
    O que a gente vê e faz num sonho não é real, mas isso só se sabe depois, quando acordamos. Enquanto dura o sonho, pensamos que é verdade. Essa ilusão de verdade, que se chama impressão de realidade, foi provavelmente a base do grande sucesso do cinema. (BERNARDET, 2000, p.12).

    Com certa estética futurista, elenco majoritariamente com pessoas negras, adornos que dialogam com motivos étnicos (o olho de Hórus em um dançarino e os colares de Xuxú), a visualidade do clipe acaba se atrelando a poéticas do afrofuturismo, “que se apropria de imagens de tecnologia e futuro protético aprimorado – pode, por falta de um termo melhor, ser chamado de Afrofuturismo” (DERY, 1994, p.180).

    Em meio ao universo onírico, são inseridos vídeos de personalidades históricas da luta LGBTQI+ brasileira, com ênfase em pessoas transexuais, sendo estas, em ordem de aparição: Lacraia, João Nery, Cláudia Wonder, Tynna Medsan, Theusa Passarelli, Luana Muniz, Mulher Banana, Rogéria e Jorge Lafond. No momento que as mesmas aparecem, há uma mudança da proporção de tela para 4:1, o formato Polyvision.

§ Listagem fornecida

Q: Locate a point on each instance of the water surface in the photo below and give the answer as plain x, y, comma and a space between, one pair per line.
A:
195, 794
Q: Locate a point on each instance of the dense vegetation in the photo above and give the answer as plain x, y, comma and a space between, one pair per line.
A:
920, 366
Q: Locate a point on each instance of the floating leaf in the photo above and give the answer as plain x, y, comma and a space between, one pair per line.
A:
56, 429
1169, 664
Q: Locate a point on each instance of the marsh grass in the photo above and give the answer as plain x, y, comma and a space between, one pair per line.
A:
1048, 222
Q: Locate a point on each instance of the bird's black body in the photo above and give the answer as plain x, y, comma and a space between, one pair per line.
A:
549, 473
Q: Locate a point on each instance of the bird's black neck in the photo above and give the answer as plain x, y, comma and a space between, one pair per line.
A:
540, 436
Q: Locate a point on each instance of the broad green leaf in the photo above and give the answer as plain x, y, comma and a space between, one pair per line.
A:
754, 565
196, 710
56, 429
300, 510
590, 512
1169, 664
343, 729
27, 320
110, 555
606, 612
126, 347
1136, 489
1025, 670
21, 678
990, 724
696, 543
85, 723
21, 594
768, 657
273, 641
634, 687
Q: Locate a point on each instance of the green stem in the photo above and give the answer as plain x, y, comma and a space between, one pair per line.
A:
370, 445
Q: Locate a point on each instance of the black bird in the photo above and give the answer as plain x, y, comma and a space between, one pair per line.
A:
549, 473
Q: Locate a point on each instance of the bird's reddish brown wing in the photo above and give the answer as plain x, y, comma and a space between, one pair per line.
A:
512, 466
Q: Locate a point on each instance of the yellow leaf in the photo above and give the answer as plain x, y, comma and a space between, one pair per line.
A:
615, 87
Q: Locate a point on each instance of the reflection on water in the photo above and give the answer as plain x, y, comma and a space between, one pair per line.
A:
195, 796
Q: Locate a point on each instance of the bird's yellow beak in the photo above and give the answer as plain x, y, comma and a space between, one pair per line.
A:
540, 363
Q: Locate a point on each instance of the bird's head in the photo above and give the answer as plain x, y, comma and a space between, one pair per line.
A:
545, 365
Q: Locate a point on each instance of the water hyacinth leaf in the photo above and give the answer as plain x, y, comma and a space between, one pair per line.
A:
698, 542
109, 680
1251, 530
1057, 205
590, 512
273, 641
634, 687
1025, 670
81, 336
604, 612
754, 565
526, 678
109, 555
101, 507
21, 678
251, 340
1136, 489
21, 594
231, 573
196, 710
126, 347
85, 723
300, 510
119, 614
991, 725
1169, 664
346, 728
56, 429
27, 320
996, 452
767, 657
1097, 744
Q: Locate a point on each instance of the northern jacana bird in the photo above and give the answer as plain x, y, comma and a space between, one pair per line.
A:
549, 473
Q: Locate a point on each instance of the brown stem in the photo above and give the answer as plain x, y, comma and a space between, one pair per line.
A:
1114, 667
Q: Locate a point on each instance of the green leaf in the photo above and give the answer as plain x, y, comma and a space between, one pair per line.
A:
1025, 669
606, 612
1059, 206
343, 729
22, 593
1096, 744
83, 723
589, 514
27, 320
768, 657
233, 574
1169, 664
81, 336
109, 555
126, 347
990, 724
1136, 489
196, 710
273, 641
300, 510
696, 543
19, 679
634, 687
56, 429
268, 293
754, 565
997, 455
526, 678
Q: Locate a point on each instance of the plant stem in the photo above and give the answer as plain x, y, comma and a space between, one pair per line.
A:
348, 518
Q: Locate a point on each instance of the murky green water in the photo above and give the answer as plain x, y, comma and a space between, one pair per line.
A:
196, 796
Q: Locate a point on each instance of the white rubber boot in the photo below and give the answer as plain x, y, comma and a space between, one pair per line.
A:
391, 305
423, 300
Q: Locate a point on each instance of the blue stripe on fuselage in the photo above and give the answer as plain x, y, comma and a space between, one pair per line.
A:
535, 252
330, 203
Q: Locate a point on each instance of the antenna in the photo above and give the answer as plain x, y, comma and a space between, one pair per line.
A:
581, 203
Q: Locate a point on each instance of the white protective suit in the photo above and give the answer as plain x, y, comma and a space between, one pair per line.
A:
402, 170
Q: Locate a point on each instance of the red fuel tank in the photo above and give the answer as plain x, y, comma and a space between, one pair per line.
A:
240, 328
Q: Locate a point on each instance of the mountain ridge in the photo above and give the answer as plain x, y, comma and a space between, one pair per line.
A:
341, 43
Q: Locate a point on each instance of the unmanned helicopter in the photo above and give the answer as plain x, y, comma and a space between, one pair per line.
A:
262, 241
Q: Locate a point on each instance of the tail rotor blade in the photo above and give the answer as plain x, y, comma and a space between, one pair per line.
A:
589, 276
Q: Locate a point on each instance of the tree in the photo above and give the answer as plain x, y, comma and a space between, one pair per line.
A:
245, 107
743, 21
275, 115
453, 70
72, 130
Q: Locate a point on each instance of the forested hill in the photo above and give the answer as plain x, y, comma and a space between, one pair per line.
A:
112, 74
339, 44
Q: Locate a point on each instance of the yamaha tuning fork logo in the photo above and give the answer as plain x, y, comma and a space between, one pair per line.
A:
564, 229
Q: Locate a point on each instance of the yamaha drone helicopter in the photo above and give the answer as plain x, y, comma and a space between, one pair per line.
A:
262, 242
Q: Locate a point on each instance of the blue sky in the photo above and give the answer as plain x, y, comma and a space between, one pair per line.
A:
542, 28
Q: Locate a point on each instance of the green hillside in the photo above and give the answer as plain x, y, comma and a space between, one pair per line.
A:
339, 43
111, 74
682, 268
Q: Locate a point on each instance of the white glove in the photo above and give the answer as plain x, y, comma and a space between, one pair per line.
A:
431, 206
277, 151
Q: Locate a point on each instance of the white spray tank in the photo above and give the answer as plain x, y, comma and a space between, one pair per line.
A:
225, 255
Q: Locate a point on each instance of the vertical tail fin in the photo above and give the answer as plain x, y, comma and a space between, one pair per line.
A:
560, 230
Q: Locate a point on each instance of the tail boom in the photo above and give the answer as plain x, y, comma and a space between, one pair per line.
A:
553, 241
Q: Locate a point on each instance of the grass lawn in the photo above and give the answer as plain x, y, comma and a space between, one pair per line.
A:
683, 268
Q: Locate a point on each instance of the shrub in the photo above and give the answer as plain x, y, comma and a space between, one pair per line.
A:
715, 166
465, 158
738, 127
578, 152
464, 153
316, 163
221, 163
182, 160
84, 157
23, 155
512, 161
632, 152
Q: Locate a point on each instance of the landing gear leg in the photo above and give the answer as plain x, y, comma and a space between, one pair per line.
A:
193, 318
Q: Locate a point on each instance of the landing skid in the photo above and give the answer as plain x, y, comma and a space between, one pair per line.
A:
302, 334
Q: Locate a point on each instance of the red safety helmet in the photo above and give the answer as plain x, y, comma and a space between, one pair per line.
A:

§ Tarefas
[A] Reproduza do texto sobre o clipe o trecho de "Em meio ao universo" até "o formato Polyvision.".
[B] No texto sobre o clipe, reescreva em forma de lista o parágrafo que começa com "Em meio ao universo onírico", mantendo seus fatos principais.
[C] Escreva a parte seguinte do texto sobre o clipe, começando logo após a última frase apresentada.

§ Respostas por tarefa
[A]
Em meio ao universo onírico, são inseridos vídeos de personalidades históricas da luta LGBTQI+ brasileira, com ênfase em pessoas transexuais, sendo estas, em ordem de aparição: Lacraia, João Nery, Cláudia Wonder, Tynna Medsan, Theusa Passarelli, Luana Muniz, Mulher Banana, Rogéria e Jorge Lafond. No momento que as mesmas aparecem, há uma mudança da proporção de tela para 4:1, o formato Polyvision.

[B]
- No universo onírico do clipe, são inseridos vídeos de personalidades históricas da luta LGBTQI+ brasileira.
- A ênfase recai em pessoas transexuais.
- Ordem de aparição: Lacraia, João Nery, Cláudia Wonder, Tynna Medsan, Theusa Passarelli, Luana Muniz, Mulher Banana, Rogéria e Jorge Lafond.
- Quando essas pessoas aparecem, a proporção da tela muda para 4:1, o formato Polyvision.

[C]
    O Afrofuturismo combina elementos da ficção científica, da ficção histórica, da ficção especulativa, da fantasia, do afrocentrismo e do realismo mágico com crenças não ocidentais. Em alguns casos, é uma reelaboração total do passado e uma especulação do futuro repleta de críticas culturais. (WOMACK, 2015, p. 26)

    É interessante que mesmo com a visualidade atrelada a noções de avanço tecnológico industrial, os grafismos que por vezes são aplicados à tela, retomam traços de ancestralidade. Na coreografia, movimentos orgânicos imprimem a densidade da fumaça no ar, remetendo a um estado gravitacional outro.

    Nesse sentido, acessar o universo narrativo das obras afrofuturistas é lidar concomitantemente com a sua dupla natureza: a da criação artística que une a discussão racial ao universo do sci-fi e a da própria experiência da população negra como uma ficção absurda do cotidiano: uma distopia do presente. (FREITAS; MESSIAS, 2018, p. 8)

    A palavra “Liberdade”, título da canção, atrelada à historia da população negra como um direito ainda não conquistado – mesmo na contemporaneidade – é trazida em contexto de aquilombamento. É na afirmação da vida de corpos marginalizados, seja na memória ou enquanto corpo presente, que Xuxú simboliza outros finais possíveis.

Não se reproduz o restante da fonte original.